Could you turn everything from the start of the records down to and including the line containing "<point>466,431</point>" into a Markdown table with the columns No. and Line, leaving out blank lines?

>> START Material provided

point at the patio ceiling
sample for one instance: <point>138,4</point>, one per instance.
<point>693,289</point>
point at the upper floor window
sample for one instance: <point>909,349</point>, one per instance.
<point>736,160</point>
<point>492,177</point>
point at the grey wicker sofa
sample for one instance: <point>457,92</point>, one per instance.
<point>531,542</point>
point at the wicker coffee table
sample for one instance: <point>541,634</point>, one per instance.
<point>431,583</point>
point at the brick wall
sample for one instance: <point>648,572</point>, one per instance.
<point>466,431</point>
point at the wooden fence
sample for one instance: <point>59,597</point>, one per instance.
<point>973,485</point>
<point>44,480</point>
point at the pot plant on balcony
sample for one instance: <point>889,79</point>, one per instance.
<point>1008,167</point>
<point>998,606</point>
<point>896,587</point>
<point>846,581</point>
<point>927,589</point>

>> END Material provided

## Full output
| No. | Line |
|---|---|
| 1 | point at the patio ceiling |
| 2 | sample for one instance: <point>138,4</point>, one per instance. |
| 3 | <point>693,289</point> |
| 4 | point at the upper floor window |
| 5 | sample for one instance: <point>909,349</point>, one per instance. |
| 6 | <point>736,160</point> |
| 7 | <point>492,177</point> |
| 8 | point at the grey wicker sofa |
| 9 | sample for one instance: <point>457,92</point>, one per instance. |
| 10 | <point>531,542</point> |
| 11 | point at the wicker coffee table |
| 12 | sample for one instance: <point>541,634</point>, one per instance. |
| 13 | <point>431,583</point> |
| 14 | point at the brick wall |
| 15 | sample for one instance: <point>648,572</point>, one per instance. |
| 16 | <point>466,431</point> |